--- Given entries Enclosed Below ---
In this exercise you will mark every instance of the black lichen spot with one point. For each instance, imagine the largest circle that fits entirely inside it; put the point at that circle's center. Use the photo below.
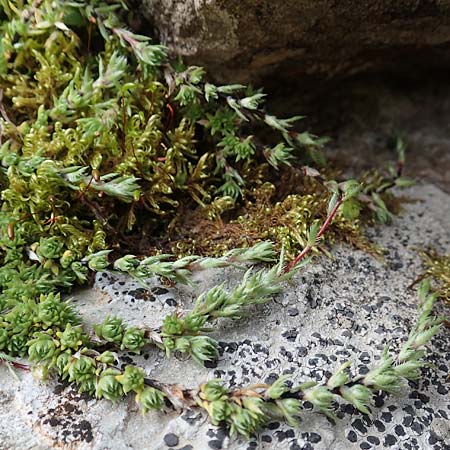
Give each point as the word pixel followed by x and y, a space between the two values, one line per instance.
pixel 159 291
pixel 171 440
pixel 142 294
pixel 389 440
pixel 351 436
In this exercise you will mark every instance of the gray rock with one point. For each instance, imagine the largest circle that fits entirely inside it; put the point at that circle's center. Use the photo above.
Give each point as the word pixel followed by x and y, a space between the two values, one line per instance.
pixel 242 40
pixel 364 306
--- End of Enclosed Given entries ---
Required work:
What you write should match the entries exactly, except that the pictures are dropped.

The completed task:
In this exercise you will mark every instance of the black lichen spot with one point. For each instance, imagine the largest circle that fits entirely inside it; put the point at that circle's center. Use the photo below.
Give each point as the word pixel followed by x and y, a space between the two values, one line per instance.
pixel 159 291
pixel 171 440
pixel 142 294
pixel 389 440
pixel 351 436
In this exercise you will mark every instance of the gray rock with one point. For each instance, imagine the largest circle that fits entirely inside it; put the point at that circle's center. Use the photo above.
Give each point as the word pixel followed by x and y, a space between the two values, one line per instance.
pixel 242 40
pixel 364 306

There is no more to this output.